Reading text |
When it comes to understanding your property customers, behavioural science can be a powerful tool.

By studying the different ways that people interact with your website or property, you can gain valuable insights into what makes them tick.

In this blog post, we will discuss some of the key findings from behavioural science research, and how you can apply them to your own business.

Break Down Your Sequences

According to behavioural psychologists, when people recall an event, they do not recall every detail of it (unless the experience was brief and traumatic). Rather than recalling every moment, they focus on a few key moments while forgetting about the rest—they remember stills rather than films.

They also take away an overall assessment of the experience based on three elements: the trend in the sequence of pain or pleasure, high and low points, and conclusion.

Improve Experience Over the Interaction

People have a natural affinity for sequences of events that get better with time. When gambling, they prefer to lose £10 first before winning £5, rather than win £5 and then lose £10. People are also more likely to pay attention to the rate of improvement in a sequence; clearly, they like sequences that improve faster.

Exercise A | Write out the part of the article on behavioral science that opens with the words containing "They also take" and closes with "that improve faster.".
Exercise B | According to the article on behavioral science, what elements do people base their overall assessment of an experience on? List them all.
Rely only on the article on behavioral science for what comes next.

Given material |
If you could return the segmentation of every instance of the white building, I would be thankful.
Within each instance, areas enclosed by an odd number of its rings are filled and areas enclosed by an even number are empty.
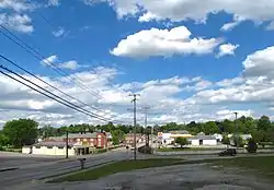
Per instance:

Answer section A |
They also take away an overall assessment of the experience based on three elements: the trend in the sequence of pain or pleasure, high and low points, and conclusion.

Improve Experience Over the Interaction

People have a natural affinity for sequences of events that get better with time. When gambling, they prefer to lose £10 first before winning £5, rather than win £5 and then lose £10. People are also more likely to pay attention to the rate of improvement in a sequence; clearly, they like sequences that improve faster.

Answer section B |
- the trend in the sequence of pain or pleasure
- high and low points
- conclusion